(Records)
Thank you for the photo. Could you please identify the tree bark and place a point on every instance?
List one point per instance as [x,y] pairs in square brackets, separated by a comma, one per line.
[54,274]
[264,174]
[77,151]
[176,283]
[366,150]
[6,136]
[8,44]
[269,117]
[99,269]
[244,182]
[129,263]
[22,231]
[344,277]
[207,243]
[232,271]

**PROBLEM STATEMENT:**
Copy every line of the rows above, character for character.

**SOLUTION TO THE EXERCISE:**
Thank you for the photo. Could you please identify the tree bark and place a point on every instance?
List one point per instance as [x,y] pairs in square brackets, separated by a comma, one per line.
[54,274]
[264,174]
[77,151]
[176,283]
[366,150]
[6,136]
[8,44]
[269,117]
[99,269]
[244,182]
[129,263]
[22,231]
[344,277]
[207,243]
[232,271]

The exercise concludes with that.